---------- Seitentext ----------
Die Unterstützung der PKK reicht nicht mehr aus
Seit 2012 konnten die YPG ihr Territorium gegen radikale Islamisten behaupten. Nun scheinen sie gegen den hoch aufgerüsteten Feind erstmals einzuknicken. Die YPG schickte vor zwei Monaten ihre Soldaten zur Verstärkung der Peschmerga in die autonome Region Kurdistans (KRG). Eine Hilfe, die dort im Kampf gegen IS dringend nötig war. Jetzt aber muss die YPG selbst um Hilfe bitten. Die Unterstützung der befreundeten PKK, das die Miliz der türkischen Kurdischen Arbeiterpartei ist, reicht alleine nicht aus. Gemeinsam richteten YPG und PKK einen Appell an die Kurden in der Türkei: "Die jungen Leute müssen nach Kobane kommen, um sich den historischen und ehrenhaften Widerstand anzuschließen." Es ist eine pathetische Wortwahl, die zu den Überresten einer altmodischen, sozialistischen Ideologie gehört.
---------- Einträge ----------
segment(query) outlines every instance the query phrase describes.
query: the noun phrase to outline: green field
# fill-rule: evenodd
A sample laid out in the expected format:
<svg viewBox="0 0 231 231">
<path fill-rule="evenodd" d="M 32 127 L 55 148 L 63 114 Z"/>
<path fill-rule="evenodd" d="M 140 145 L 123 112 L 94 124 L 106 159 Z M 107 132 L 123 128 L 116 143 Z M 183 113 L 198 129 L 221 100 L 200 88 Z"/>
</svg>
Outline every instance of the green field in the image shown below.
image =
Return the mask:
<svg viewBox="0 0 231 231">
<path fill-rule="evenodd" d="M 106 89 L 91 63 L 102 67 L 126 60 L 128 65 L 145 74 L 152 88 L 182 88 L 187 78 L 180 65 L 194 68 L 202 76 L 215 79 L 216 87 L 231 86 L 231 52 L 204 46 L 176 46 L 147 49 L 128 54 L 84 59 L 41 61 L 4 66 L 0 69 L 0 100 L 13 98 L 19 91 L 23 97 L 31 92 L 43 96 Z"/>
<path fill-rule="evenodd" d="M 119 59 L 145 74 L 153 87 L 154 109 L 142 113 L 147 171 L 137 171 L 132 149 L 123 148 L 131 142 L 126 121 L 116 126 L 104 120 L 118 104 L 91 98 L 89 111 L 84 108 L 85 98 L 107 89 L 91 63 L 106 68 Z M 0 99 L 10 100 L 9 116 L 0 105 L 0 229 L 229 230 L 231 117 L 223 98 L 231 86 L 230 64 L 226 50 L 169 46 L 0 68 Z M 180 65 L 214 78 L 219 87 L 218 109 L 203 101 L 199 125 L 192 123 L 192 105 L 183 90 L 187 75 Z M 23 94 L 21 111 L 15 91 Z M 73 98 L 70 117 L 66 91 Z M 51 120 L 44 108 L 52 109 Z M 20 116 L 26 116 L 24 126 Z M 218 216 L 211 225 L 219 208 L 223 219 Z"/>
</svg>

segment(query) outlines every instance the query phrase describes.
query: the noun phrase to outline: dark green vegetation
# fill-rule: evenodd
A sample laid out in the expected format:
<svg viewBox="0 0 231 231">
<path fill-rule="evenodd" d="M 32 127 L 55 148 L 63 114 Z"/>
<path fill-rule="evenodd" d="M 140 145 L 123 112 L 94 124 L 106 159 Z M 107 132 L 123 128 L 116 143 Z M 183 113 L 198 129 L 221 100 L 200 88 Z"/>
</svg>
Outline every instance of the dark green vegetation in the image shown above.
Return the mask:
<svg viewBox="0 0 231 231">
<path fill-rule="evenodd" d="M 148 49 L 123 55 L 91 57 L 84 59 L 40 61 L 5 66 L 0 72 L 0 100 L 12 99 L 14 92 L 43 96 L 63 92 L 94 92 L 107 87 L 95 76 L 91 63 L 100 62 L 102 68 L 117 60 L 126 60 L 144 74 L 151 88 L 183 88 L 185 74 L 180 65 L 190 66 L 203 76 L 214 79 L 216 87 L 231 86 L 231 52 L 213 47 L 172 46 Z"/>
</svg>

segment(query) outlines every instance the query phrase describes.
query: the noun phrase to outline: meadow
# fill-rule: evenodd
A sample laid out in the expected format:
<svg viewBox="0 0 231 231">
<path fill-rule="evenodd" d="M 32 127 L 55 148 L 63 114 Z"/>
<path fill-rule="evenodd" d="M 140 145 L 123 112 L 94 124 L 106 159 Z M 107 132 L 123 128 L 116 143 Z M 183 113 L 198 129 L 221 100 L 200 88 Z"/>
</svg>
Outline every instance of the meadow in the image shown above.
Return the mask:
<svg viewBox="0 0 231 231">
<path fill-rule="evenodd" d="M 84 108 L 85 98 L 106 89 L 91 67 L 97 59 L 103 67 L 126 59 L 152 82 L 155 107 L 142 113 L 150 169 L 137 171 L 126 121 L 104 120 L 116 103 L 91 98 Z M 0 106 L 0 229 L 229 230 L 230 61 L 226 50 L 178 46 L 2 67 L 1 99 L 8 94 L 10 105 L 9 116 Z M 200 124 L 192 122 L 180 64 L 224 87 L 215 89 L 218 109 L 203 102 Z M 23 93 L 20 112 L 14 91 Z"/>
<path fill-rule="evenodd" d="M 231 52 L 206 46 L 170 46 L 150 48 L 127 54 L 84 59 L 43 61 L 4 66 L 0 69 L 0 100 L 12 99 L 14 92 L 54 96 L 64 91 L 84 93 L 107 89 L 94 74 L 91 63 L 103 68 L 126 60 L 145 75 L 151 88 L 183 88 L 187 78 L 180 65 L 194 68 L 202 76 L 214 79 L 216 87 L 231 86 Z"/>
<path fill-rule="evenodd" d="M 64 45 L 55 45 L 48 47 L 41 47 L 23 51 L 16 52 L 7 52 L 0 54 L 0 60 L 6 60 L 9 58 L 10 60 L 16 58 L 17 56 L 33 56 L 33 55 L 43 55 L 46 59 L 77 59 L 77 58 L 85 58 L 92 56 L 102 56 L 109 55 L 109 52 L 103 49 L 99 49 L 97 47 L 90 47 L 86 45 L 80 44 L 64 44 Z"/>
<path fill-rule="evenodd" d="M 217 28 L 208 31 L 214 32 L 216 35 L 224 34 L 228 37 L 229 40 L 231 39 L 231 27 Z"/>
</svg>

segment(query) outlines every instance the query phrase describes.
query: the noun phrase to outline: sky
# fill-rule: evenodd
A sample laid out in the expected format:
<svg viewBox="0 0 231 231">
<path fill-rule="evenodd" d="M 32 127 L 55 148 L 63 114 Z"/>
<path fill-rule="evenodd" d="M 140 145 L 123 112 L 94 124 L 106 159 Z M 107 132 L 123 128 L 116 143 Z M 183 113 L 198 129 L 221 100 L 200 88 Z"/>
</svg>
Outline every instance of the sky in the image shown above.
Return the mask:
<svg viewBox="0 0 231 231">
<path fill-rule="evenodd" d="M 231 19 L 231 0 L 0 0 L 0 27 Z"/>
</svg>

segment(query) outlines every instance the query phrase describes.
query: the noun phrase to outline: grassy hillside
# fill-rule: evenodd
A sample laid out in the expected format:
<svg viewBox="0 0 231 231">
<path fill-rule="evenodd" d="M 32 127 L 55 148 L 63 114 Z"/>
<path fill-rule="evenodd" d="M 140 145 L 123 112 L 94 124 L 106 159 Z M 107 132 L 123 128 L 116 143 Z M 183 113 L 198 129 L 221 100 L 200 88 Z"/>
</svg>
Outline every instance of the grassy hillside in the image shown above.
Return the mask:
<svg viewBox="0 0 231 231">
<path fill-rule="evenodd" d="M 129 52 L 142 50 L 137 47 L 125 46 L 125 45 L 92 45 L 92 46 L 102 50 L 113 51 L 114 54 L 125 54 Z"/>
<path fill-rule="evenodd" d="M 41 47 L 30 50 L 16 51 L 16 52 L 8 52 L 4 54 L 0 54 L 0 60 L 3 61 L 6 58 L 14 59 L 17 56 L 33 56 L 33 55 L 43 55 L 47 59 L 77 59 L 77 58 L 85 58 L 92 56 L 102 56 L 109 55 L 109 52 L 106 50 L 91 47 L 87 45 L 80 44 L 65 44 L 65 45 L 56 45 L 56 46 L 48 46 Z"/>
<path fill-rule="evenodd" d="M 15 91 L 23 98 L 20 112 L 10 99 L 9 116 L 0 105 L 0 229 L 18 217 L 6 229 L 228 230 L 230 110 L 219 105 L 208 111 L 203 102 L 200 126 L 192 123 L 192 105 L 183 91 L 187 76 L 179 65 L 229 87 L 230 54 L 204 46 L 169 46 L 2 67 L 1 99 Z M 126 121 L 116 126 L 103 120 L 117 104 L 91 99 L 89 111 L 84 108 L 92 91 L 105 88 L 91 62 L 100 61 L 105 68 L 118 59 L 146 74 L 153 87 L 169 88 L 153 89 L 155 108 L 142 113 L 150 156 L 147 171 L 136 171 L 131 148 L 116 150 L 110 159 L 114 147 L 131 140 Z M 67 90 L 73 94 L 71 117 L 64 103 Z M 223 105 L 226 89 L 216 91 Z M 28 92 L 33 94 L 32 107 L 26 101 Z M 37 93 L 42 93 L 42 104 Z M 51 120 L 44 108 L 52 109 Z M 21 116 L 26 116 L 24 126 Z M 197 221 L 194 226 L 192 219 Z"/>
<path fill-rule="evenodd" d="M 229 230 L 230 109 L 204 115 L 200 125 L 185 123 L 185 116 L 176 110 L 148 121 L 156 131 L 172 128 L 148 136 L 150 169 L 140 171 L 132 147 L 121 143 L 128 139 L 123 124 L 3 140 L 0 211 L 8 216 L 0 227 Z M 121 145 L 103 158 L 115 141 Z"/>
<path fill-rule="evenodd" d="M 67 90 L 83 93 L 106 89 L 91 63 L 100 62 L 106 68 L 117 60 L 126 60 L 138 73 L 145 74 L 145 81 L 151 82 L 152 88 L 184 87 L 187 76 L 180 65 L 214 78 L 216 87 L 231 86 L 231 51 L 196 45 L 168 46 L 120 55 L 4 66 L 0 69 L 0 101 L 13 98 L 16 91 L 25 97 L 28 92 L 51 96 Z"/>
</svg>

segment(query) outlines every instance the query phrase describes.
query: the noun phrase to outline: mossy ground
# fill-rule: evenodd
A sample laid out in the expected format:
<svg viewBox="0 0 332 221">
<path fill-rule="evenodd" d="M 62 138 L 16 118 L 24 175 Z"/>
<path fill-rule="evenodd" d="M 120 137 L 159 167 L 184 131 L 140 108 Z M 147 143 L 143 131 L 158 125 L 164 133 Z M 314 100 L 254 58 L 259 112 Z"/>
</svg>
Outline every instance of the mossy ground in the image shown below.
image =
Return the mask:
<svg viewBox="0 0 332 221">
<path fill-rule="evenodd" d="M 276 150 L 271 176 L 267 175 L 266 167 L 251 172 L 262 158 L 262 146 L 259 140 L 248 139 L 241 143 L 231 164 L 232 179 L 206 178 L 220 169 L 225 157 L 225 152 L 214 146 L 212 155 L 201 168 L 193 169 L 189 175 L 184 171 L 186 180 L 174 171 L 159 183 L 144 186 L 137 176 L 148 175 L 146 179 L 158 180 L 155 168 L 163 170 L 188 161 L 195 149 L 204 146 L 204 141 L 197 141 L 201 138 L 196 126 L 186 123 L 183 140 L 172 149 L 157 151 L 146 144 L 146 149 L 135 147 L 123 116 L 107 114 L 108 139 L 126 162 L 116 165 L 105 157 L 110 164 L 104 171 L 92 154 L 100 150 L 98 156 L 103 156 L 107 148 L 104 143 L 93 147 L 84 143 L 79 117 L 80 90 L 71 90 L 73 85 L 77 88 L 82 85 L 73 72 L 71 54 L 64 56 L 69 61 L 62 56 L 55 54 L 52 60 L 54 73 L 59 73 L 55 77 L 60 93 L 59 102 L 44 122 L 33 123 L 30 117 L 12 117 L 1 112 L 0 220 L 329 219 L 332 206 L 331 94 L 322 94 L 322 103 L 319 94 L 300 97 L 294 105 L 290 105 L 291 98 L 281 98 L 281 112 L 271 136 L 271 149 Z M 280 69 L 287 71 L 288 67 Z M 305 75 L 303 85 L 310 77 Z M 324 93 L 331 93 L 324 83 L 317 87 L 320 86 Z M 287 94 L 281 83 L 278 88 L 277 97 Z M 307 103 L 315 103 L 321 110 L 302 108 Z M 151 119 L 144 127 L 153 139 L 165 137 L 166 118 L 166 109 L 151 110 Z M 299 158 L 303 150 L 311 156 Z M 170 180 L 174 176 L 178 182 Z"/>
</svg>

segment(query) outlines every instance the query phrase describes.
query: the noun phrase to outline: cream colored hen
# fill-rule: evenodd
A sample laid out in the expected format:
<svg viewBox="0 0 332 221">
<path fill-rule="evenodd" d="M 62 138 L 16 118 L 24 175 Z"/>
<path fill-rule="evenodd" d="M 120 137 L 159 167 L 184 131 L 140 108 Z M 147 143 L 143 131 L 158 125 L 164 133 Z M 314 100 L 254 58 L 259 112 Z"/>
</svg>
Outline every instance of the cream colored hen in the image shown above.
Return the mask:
----------
• [Aufgabe] Kannst du den gesamten Seitentext oben wortwörtlich wiedergeben?

• [Vollständige Ausgabe]
Die Unterstützung der PKK reicht nicht mehr aus
Seit 2012 konnten die YPG ihr Territorium gegen radikale Islamisten behaupten. Nun scheinen sie gegen den hoch aufgerüsteten Feind erstmals einzuknicken. Die YPG schickte vor zwei Monaten ihre Soldaten zur Verstärkung der Peschmerga in die autonome Region Kurdistans (KRG). Eine Hilfe, die dort im Kampf gegen IS dringend nötig war. Jetzt aber muss die YPG selbst um Hilfe bitten. Die Unterstützung der befreundeten PKK, das die Miliz der türkischen Kurdischen Arbeiterpartei ist, reicht alleine nicht aus. Gemeinsam richteten YPG und PKK einen Appell an die Kurden in der Türkei: "Die jungen Leute müssen nach Kobane kommen, um sich den historischen und ehrenhaften Widerstand anzuschließen." Es ist eine pathetische Wortwahl, die zu den Überresten einer altmodischen, sozialistischen Ideologie gehört.